#### Data records ####
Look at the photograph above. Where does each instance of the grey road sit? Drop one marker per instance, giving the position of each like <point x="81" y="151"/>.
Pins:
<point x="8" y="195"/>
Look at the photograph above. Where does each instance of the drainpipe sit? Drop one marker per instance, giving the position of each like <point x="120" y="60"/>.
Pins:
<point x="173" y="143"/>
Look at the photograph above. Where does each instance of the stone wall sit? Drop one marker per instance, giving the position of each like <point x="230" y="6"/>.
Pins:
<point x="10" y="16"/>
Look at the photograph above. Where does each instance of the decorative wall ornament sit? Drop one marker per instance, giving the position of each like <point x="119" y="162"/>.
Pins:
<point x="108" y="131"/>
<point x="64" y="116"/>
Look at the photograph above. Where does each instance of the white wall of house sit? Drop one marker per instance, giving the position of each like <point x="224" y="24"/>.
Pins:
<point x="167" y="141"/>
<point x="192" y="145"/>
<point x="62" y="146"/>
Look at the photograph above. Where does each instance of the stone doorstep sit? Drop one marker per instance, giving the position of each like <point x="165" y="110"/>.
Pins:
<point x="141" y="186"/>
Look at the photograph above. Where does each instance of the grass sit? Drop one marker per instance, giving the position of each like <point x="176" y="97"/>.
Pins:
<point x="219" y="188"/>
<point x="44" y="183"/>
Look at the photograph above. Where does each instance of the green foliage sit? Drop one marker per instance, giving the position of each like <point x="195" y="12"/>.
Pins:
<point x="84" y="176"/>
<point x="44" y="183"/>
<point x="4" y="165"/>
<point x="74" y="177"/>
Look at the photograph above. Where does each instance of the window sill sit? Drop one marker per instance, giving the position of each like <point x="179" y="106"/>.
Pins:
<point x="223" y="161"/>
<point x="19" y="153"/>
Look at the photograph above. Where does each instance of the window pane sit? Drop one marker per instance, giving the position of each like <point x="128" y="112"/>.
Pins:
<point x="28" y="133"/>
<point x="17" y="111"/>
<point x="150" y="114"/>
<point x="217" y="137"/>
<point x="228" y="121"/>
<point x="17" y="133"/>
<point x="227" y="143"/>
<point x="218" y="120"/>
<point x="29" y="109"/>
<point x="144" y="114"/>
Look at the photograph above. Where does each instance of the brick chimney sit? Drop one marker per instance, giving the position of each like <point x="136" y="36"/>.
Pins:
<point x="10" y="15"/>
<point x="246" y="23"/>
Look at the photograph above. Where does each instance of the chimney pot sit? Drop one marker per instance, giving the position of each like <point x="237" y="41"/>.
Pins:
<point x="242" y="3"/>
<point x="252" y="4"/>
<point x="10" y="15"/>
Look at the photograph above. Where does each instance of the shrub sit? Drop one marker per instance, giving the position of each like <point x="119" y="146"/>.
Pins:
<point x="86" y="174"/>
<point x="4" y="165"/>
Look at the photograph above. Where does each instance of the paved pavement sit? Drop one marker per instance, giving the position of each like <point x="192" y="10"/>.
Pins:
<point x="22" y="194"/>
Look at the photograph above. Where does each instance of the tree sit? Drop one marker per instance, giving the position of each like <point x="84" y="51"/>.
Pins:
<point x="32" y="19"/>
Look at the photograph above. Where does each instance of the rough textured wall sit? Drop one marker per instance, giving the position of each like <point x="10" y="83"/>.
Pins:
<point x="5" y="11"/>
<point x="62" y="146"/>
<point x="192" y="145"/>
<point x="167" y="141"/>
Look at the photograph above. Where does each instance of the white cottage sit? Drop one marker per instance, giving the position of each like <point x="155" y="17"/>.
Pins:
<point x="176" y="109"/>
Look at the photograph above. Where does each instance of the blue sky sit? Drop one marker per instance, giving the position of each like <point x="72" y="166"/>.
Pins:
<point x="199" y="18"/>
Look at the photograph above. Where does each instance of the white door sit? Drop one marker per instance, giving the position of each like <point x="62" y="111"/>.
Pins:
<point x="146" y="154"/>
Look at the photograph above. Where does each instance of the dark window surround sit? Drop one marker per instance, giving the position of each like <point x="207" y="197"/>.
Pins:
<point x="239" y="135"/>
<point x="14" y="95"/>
####
■ **Task item**:
Return the entries above, every line intact.

■ **Finished exercise**:
Look at the photograph above. Where does each instance of the grey road sit? Drop one marker per instance, giving the position of each like <point x="81" y="151"/>.
Pins:
<point x="8" y="195"/>
Look at the photograph above. Where does each instance of the drainpipe sit? Drop one marker per instance, giving the position of each like <point x="120" y="60"/>.
Pins:
<point x="173" y="143"/>
Look at the photograph above. Where does each instance of the stone wall sit? Drop one marker per instance, giving the position of each like <point x="230" y="6"/>.
Pins:
<point x="10" y="16"/>
Look at the photograph above. Where does each instance of the decorative wall ornament sit? Drop one marker per instance, giving the position of each like <point x="119" y="162"/>.
Pins:
<point x="108" y="131"/>
<point x="64" y="116"/>
Look at the photograph above. Where does each instance of the white wall of house sit? Drop one marker per instance, giving the position of each like <point x="224" y="24"/>.
Pins:
<point x="167" y="141"/>
<point x="192" y="145"/>
<point x="62" y="146"/>
Look at the photograph above. Where does each instance of the stone doorstep sit? Drop one marker per instance, giving the position of each like <point x="165" y="110"/>.
Pins:
<point x="141" y="186"/>
Look at the photograph above. Where does each instance of the grass sit? Drop one marker per instance, giving the position of each like <point x="176" y="97"/>.
Pins:
<point x="219" y="188"/>
<point x="44" y="183"/>
Look at the photograph above. Where does each instance of the green foliage sit? Drop one marker per instance, giving the position of each like <point x="195" y="12"/>.
Pins:
<point x="84" y="176"/>
<point x="44" y="183"/>
<point x="4" y="165"/>
<point x="74" y="177"/>
Look at the photograph above. Where does each instance of the window sill sit? Drop one marker per instance, giving the position of each like <point x="179" y="106"/>.
Pins:
<point x="223" y="161"/>
<point x="19" y="153"/>
Look at the photograph above. Where does each instance of the window pane sit? Drop one marker per instance, giving the position of each like <point x="128" y="112"/>.
Pins:
<point x="28" y="133"/>
<point x="17" y="111"/>
<point x="150" y="114"/>
<point x="217" y="137"/>
<point x="228" y="121"/>
<point x="17" y="133"/>
<point x="227" y="143"/>
<point x="218" y="120"/>
<point x="29" y="109"/>
<point x="144" y="114"/>
Look at the photograph above. Where does each instance of the brick chimney sit? Drop one marker per instance, giving the position of each like <point x="136" y="36"/>.
Pins:
<point x="10" y="15"/>
<point x="246" y="23"/>
Look at the photograph above. Where does each instance of the chimney pot sit? Drop one marker per instance, giving the position of each like <point x="237" y="41"/>.
Pins:
<point x="242" y="3"/>
<point x="252" y="4"/>
<point x="10" y="15"/>
Look at the photograph above. Where does each instance of the shrub sit? Drop one marker per instance, giving the position of each like <point x="119" y="146"/>.
Pins:
<point x="86" y="174"/>
<point x="4" y="165"/>
Look at the photograph above. Where does each instance of the paved pavement sit? Drop one marker per instance, giving the position of each like <point x="192" y="10"/>.
Pins:
<point x="22" y="194"/>
Look at the photograph above. Where does each instance of the tree sit? Drop one marker per instance, giving the position of each like <point x="84" y="51"/>.
Pins:
<point x="32" y="19"/>
Look at the photograph above. Where does each instance of the rough textured wall sit? Drop one marker per instance, giving the position of each like <point x="10" y="83"/>.
Pins:
<point x="5" y="11"/>
<point x="62" y="146"/>
<point x="192" y="145"/>
<point x="167" y="141"/>
Look at the photograph above. Where does each instance of the white cottage sit? Drop one marker per instance, giving the position of each like <point x="155" y="17"/>.
Pins:
<point x="176" y="109"/>
Look at the photograph above. Where does each instance of the blue sky sit? Drop one marker per instance, giving the position of each like <point x="72" y="166"/>.
Pins:
<point x="199" y="18"/>
Look at the photograph above. Where does each instance of the white door sit? Drop one marker per instance, giving the position of each like <point x="62" y="111"/>.
Pins:
<point x="146" y="154"/>
Look at the photograph above. Where does each instance of the dark window surround sit? Drop one marker per instance, giving the position of each like <point x="207" y="197"/>.
Pins:
<point x="239" y="135"/>
<point x="14" y="95"/>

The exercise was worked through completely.